=== Section Start ===
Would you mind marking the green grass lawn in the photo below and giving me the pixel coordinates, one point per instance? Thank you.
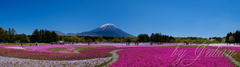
(24, 44)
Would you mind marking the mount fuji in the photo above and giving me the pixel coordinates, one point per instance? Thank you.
(106, 30)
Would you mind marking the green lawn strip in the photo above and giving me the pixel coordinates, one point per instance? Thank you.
(192, 46)
(57, 49)
(235, 58)
(89, 47)
(103, 64)
(107, 63)
(24, 44)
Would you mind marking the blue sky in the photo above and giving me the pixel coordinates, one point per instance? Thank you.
(178, 18)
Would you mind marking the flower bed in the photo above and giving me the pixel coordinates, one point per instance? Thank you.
(161, 56)
(18, 53)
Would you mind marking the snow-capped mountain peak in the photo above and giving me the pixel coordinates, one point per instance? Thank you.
(108, 25)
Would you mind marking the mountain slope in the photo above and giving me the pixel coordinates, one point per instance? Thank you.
(106, 30)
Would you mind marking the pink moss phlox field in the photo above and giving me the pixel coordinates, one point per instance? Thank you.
(226, 47)
(161, 57)
(49, 55)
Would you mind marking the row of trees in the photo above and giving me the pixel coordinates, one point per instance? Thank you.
(233, 37)
(11, 36)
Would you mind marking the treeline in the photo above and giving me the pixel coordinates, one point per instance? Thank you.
(233, 37)
(44, 36)
(10, 36)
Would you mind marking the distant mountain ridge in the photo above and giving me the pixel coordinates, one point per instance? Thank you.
(105, 30)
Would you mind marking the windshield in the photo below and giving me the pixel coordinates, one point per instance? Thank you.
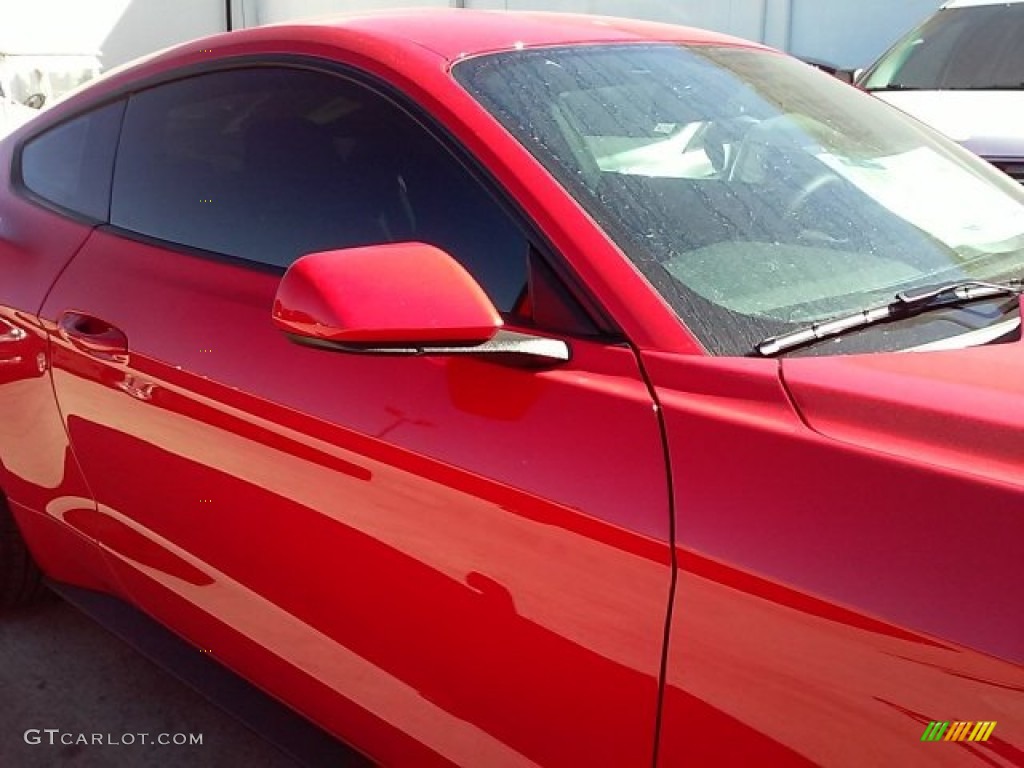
(973, 48)
(756, 194)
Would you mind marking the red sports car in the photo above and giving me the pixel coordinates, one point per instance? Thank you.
(513, 390)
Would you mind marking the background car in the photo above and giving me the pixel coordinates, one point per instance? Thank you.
(31, 80)
(527, 389)
(963, 73)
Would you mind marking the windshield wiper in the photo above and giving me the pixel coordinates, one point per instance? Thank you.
(894, 87)
(998, 87)
(907, 304)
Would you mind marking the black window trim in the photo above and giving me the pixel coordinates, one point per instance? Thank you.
(601, 323)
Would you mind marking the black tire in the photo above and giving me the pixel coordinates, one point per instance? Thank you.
(20, 580)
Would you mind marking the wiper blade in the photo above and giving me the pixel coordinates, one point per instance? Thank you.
(992, 87)
(907, 303)
(894, 87)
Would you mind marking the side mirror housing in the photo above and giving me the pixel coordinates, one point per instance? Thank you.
(400, 298)
(406, 294)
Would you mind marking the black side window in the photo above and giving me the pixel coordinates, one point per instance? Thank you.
(269, 164)
(72, 164)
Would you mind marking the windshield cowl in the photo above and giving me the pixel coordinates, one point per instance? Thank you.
(965, 406)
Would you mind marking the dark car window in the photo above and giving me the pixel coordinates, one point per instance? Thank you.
(71, 165)
(971, 48)
(268, 164)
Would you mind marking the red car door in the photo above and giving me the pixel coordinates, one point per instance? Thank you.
(442, 559)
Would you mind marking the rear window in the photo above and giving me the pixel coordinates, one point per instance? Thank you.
(973, 48)
(72, 165)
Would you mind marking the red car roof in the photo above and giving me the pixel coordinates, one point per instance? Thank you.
(454, 33)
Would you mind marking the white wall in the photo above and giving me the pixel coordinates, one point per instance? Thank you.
(121, 30)
(849, 33)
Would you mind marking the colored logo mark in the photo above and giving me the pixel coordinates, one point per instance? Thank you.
(958, 731)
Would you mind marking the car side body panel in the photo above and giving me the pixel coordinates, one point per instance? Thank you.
(806, 606)
(38, 471)
(348, 530)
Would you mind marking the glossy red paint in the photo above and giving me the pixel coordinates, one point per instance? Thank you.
(826, 586)
(278, 479)
(450, 560)
(401, 293)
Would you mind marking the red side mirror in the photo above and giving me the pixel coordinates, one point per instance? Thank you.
(396, 295)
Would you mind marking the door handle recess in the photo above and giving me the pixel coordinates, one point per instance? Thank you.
(93, 336)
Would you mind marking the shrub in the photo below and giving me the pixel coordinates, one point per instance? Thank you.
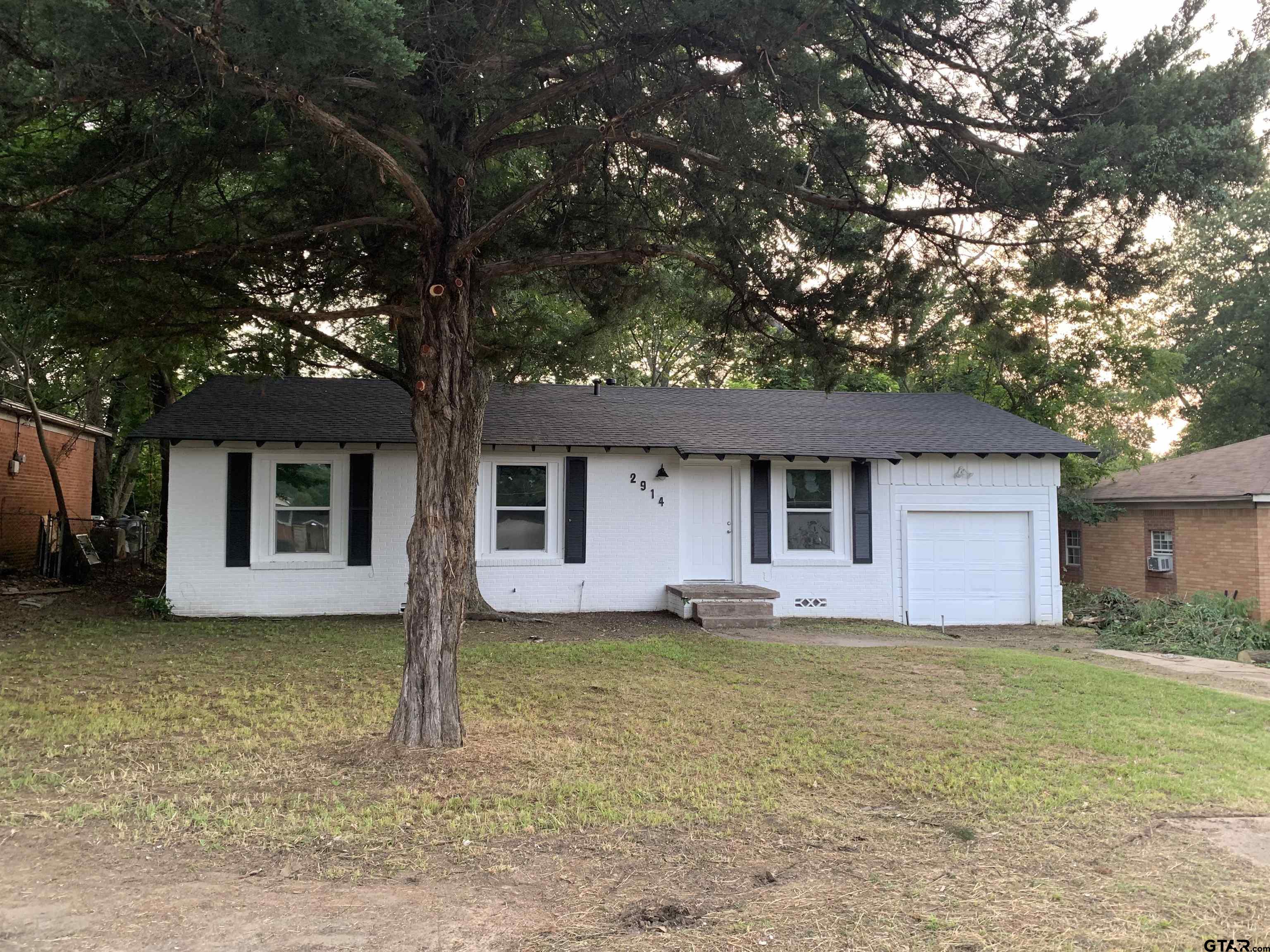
(153, 606)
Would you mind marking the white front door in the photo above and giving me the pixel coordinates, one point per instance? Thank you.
(705, 525)
(969, 569)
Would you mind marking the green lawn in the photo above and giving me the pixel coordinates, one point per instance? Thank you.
(263, 734)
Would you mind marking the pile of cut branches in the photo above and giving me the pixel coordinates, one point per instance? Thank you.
(1207, 625)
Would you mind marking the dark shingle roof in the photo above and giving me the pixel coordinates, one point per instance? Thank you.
(768, 422)
(1232, 471)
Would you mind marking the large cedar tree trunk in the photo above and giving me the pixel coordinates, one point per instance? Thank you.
(447, 405)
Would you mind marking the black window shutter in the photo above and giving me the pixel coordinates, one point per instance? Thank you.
(761, 512)
(238, 516)
(576, 509)
(862, 513)
(361, 495)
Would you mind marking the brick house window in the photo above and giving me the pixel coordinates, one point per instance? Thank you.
(1072, 547)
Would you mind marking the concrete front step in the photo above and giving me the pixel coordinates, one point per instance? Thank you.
(732, 610)
(735, 615)
(721, 622)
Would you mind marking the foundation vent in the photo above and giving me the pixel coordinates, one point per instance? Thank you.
(811, 603)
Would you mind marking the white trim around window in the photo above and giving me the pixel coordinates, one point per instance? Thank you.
(265, 554)
(840, 543)
(488, 509)
(1161, 543)
(1072, 549)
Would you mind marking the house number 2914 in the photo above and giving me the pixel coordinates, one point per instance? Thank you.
(652, 493)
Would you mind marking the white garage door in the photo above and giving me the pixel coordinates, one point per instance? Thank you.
(971, 568)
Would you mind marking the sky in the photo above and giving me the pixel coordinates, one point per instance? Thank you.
(1126, 21)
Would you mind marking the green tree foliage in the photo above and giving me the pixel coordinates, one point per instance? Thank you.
(183, 168)
(1220, 302)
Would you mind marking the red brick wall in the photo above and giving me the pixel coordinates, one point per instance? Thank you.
(1264, 559)
(1114, 554)
(1160, 521)
(29, 495)
(1218, 551)
(1215, 550)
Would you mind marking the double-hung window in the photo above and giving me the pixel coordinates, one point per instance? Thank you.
(1072, 547)
(521, 508)
(301, 508)
(808, 511)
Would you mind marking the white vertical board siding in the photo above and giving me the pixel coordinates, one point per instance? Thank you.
(198, 583)
(934, 483)
(633, 543)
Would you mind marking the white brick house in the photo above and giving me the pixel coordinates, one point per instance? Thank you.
(864, 506)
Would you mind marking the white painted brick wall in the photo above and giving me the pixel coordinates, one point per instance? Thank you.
(633, 544)
(198, 583)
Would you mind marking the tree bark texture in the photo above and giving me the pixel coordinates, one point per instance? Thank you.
(447, 407)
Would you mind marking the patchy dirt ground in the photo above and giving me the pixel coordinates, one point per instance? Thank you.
(893, 883)
(1070, 641)
(869, 874)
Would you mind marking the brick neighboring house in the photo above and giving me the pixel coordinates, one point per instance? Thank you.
(30, 494)
(1204, 518)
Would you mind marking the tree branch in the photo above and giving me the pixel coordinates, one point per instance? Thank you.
(897, 216)
(371, 220)
(540, 101)
(569, 259)
(72, 190)
(303, 323)
(338, 129)
(23, 52)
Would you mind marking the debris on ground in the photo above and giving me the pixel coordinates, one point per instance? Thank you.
(1207, 625)
(38, 601)
(672, 916)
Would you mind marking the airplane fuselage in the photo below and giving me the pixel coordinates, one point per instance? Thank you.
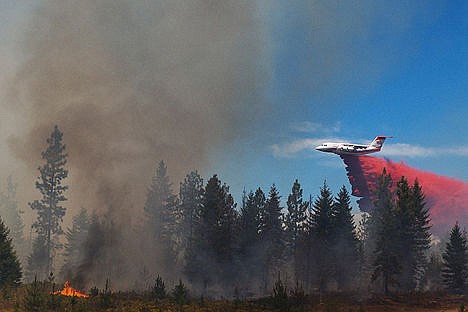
(352, 149)
(346, 149)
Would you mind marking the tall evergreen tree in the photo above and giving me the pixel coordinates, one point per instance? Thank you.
(295, 222)
(421, 231)
(404, 237)
(272, 237)
(345, 243)
(252, 215)
(75, 239)
(251, 227)
(12, 215)
(161, 210)
(50, 211)
(191, 194)
(455, 261)
(216, 234)
(383, 225)
(321, 228)
(413, 235)
(10, 268)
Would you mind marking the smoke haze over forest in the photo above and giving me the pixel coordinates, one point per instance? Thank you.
(210, 86)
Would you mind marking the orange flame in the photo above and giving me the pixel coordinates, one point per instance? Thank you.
(69, 291)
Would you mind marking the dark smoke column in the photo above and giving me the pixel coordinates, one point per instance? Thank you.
(446, 198)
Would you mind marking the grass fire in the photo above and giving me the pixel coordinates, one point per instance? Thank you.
(165, 155)
(70, 291)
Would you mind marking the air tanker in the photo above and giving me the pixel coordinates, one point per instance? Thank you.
(353, 149)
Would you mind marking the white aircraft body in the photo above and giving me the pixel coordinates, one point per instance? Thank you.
(353, 149)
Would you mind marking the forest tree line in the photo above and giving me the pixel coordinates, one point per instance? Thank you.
(223, 248)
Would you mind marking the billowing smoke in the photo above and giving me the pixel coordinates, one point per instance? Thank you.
(134, 82)
(447, 198)
(131, 83)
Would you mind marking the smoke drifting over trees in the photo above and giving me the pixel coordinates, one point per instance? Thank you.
(117, 76)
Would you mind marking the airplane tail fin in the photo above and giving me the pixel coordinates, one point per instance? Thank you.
(378, 141)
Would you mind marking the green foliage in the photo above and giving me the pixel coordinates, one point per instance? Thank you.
(386, 262)
(10, 268)
(321, 233)
(49, 210)
(180, 293)
(272, 239)
(35, 297)
(12, 215)
(344, 241)
(75, 238)
(158, 291)
(455, 261)
(105, 297)
(280, 295)
(295, 219)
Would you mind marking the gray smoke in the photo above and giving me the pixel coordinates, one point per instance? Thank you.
(134, 82)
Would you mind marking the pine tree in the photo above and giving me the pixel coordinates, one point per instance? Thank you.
(10, 268)
(345, 243)
(76, 237)
(251, 225)
(295, 222)
(455, 261)
(12, 215)
(49, 209)
(35, 297)
(384, 226)
(296, 217)
(190, 196)
(422, 232)
(252, 221)
(321, 229)
(161, 209)
(272, 237)
(404, 237)
(413, 235)
(216, 234)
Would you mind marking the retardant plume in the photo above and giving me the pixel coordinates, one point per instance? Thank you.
(447, 198)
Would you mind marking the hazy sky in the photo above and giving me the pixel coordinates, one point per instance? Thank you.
(322, 70)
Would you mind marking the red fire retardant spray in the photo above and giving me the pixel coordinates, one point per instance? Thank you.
(446, 198)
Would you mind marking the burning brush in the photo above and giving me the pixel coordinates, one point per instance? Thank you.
(69, 291)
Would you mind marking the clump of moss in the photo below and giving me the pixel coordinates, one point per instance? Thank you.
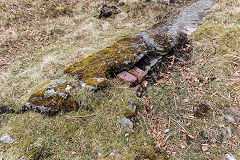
=== Section End ===
Everything from the line holding "Would you mind marking the burning" through the last line of the listing should be written out exactly, except for the pictures.

Would you mind marking the burning brush in the photo above and giving me the pixel coordinates, one point per instance? Thank you.
(69, 291)
Would you mind marking the clump of moss in the photo below and giving me the pixel coordinates, one point per instance? Thank you.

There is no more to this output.